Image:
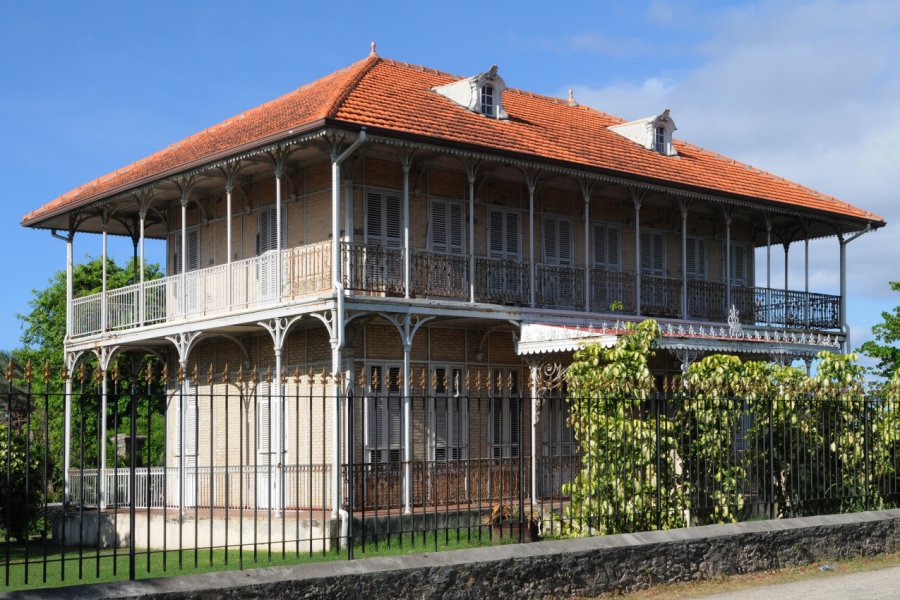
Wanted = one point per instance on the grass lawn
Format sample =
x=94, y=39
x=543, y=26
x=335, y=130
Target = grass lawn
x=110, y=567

● ● ● ● ●

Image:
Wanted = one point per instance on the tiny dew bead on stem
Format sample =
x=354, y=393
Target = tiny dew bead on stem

● ● ● ● ●

-- TRY IT --
Scan the data above for the string "instance" and copy each line where it appears.

-- REPLY TO THE TASK --
Wanted = one point per instance on the grass lawn
Wanted = one point per instance on the tiny dew bead on stem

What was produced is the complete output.